### What is being asked
Determine how many lines in the entries below hold "mulch". Respond with that number only.

Dataset entries
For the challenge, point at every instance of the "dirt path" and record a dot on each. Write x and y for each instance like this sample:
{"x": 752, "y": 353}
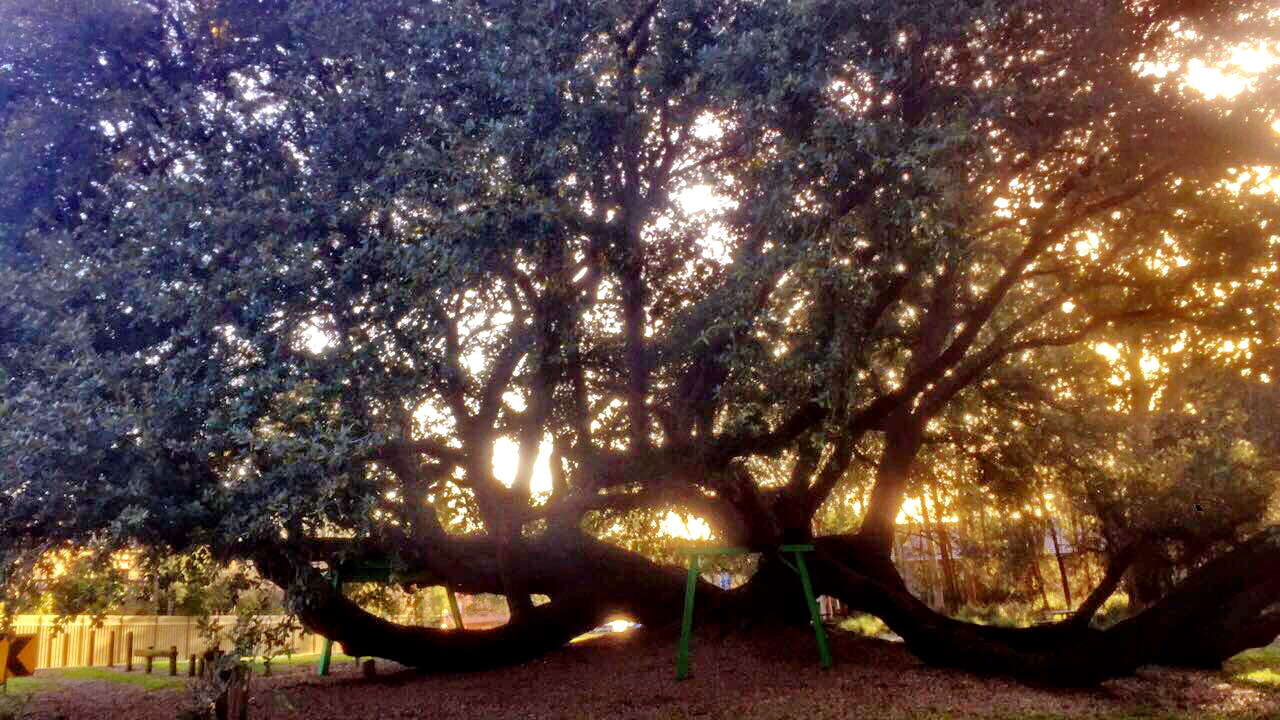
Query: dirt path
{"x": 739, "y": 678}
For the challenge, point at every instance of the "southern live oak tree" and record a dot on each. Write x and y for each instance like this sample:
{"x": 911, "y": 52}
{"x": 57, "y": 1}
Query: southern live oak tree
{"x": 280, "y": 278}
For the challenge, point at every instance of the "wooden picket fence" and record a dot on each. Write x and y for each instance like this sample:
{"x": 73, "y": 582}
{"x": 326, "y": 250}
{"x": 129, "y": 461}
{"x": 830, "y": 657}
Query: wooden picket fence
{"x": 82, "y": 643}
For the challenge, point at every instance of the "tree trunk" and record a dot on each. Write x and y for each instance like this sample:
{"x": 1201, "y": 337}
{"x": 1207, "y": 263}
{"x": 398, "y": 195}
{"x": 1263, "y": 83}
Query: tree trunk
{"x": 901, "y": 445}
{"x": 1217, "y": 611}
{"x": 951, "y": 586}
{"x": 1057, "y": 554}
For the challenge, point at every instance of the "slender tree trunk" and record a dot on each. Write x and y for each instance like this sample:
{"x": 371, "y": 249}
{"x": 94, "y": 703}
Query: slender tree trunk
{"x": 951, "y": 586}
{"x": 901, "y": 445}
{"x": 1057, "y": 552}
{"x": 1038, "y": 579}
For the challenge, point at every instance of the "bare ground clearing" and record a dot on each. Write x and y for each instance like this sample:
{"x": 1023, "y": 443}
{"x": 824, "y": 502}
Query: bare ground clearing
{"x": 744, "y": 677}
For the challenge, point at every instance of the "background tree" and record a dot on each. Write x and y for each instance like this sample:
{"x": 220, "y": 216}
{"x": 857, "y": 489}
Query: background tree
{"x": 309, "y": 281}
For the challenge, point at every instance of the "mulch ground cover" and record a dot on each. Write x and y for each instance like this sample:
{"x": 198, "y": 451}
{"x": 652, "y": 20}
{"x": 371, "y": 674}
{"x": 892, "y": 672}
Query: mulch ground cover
...
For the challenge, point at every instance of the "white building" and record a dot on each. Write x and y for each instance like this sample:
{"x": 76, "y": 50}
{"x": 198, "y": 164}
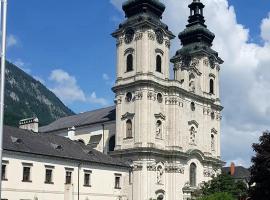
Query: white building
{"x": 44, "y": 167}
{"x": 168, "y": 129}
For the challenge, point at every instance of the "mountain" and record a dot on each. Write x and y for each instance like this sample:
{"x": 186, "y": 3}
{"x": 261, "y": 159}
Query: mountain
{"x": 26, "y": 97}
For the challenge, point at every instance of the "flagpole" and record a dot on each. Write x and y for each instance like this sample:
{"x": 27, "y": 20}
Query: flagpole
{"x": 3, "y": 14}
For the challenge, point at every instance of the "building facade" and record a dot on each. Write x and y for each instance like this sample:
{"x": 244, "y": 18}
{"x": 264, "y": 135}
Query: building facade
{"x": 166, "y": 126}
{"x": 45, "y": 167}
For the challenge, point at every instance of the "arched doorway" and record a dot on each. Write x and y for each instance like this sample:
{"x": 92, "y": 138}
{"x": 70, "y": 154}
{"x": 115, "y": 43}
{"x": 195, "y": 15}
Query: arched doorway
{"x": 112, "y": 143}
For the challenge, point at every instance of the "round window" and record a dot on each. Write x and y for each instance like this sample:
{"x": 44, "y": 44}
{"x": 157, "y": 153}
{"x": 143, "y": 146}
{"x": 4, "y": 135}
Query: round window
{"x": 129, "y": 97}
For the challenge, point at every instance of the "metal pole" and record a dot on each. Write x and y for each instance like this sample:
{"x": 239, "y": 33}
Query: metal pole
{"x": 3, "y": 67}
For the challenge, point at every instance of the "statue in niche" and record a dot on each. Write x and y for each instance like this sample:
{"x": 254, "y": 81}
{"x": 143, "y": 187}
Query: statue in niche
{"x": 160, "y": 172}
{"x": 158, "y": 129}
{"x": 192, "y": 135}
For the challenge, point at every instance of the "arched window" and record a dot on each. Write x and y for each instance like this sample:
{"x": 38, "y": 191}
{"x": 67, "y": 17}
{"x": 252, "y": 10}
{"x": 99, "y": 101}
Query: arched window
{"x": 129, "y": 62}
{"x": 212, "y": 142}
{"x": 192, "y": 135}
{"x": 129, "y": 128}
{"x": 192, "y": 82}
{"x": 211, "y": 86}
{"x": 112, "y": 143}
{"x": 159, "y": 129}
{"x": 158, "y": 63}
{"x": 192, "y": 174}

### Response box
2